Give as output the line that contains "-- sample [553,135].", followed by every remaining line of the entries, unchanged and with nothing added.

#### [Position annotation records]
☆ ☆ ☆

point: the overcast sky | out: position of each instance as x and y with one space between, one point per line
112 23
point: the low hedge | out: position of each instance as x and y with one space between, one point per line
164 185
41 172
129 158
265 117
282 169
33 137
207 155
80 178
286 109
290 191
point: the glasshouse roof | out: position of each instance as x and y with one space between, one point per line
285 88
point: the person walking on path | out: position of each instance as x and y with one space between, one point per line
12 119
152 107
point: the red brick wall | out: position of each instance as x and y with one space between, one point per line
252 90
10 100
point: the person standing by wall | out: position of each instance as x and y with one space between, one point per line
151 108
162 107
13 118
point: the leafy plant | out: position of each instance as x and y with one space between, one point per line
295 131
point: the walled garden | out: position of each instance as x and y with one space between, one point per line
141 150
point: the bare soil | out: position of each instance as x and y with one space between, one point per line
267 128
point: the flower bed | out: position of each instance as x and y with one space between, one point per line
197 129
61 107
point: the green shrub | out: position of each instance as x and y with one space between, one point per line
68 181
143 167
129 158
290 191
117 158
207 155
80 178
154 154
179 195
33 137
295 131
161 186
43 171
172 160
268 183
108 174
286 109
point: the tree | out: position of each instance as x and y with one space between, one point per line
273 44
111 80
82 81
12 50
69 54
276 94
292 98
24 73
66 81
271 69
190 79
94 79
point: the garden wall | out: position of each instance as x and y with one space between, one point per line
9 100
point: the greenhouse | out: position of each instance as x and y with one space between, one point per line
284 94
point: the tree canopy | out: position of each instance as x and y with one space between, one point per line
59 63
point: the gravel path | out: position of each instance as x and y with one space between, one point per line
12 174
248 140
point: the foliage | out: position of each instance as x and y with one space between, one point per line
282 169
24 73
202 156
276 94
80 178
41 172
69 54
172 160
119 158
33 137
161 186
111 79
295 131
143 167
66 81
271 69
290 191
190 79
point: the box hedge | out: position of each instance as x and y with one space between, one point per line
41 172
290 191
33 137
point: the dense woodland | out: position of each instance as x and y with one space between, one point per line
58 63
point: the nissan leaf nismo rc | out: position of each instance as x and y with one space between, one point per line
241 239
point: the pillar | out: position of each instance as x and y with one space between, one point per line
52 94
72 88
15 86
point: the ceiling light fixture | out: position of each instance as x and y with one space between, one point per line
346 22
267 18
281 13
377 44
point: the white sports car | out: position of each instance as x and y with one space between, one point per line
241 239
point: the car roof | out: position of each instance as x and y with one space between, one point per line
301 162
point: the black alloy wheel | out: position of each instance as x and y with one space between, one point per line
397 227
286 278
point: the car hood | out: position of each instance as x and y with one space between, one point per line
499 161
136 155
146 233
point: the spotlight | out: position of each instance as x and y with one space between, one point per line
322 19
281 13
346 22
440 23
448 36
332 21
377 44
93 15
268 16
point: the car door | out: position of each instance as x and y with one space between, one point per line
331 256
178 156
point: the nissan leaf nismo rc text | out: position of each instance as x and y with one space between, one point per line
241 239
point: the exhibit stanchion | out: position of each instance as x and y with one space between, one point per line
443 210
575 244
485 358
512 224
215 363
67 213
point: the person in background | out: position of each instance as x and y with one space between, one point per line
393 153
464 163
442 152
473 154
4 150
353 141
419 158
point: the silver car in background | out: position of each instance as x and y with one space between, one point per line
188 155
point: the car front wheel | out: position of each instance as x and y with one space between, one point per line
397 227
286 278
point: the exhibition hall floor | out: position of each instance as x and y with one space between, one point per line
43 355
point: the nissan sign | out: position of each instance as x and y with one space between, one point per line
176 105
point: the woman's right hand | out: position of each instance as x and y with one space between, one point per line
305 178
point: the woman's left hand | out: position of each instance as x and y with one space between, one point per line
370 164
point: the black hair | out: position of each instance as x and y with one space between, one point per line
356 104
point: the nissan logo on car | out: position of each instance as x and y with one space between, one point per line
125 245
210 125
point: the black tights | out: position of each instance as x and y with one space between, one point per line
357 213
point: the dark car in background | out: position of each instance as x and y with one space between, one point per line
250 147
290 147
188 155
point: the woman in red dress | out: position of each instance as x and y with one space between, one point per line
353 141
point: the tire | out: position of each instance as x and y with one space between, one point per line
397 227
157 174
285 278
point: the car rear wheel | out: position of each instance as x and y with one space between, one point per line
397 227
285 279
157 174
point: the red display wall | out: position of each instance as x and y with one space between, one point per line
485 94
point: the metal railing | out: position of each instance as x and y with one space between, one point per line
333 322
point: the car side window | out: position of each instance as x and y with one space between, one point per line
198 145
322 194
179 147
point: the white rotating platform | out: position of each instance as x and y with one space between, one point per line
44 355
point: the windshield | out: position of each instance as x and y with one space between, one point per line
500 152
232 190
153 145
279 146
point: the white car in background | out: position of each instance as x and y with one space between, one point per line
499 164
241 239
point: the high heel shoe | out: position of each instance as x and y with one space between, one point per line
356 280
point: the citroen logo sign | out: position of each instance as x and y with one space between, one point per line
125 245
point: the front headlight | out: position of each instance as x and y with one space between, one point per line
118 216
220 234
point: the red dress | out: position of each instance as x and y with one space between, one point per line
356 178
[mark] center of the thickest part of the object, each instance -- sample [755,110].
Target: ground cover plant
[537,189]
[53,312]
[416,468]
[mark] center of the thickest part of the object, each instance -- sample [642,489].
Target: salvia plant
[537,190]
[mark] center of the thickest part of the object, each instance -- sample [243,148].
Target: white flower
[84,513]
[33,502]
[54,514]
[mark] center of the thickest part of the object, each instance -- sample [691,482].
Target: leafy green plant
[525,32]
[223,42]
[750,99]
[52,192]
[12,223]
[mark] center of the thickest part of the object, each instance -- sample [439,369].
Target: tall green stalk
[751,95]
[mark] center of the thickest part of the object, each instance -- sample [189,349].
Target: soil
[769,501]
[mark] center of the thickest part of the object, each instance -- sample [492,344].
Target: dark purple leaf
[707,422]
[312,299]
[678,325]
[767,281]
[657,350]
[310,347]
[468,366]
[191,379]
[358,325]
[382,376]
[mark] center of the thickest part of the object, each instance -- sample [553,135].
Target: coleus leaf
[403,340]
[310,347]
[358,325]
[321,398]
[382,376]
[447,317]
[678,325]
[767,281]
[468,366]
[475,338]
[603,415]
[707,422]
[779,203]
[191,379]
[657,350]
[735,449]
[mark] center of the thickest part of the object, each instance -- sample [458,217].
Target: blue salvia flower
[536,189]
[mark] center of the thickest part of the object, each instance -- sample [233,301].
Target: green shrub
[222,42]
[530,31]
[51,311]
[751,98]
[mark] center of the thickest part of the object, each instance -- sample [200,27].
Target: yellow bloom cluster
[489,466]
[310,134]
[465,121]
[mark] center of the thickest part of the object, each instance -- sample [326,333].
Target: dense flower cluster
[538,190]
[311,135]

☆ ☆ ☆

#### [Final result]
[mark] center of the thickest part of the object, each instance -- sample [553,135].
Target: coleus leaf
[403,340]
[310,347]
[358,325]
[321,398]
[382,376]
[447,317]
[678,325]
[767,281]
[468,366]
[475,338]
[603,415]
[707,422]
[779,203]
[191,379]
[657,350]
[735,449]
[mark] center of the thickest part of the object, each instance -- sample [458,217].
Target: blue salvia flower
[536,189]
[mark] center of the thickest part of the object, each instance -- sample [233,301].
Target: green shrub
[222,42]
[530,31]
[51,311]
[751,98]
[mark] center of the thickest part of the object, each instance -- sample [200,27].
Target: yellow bloom cluster
[489,466]
[310,134]
[465,121]
[mark] center of the thickest part of the object, each instance -- sample [326,333].
Target: dense flower cluster
[538,190]
[311,135]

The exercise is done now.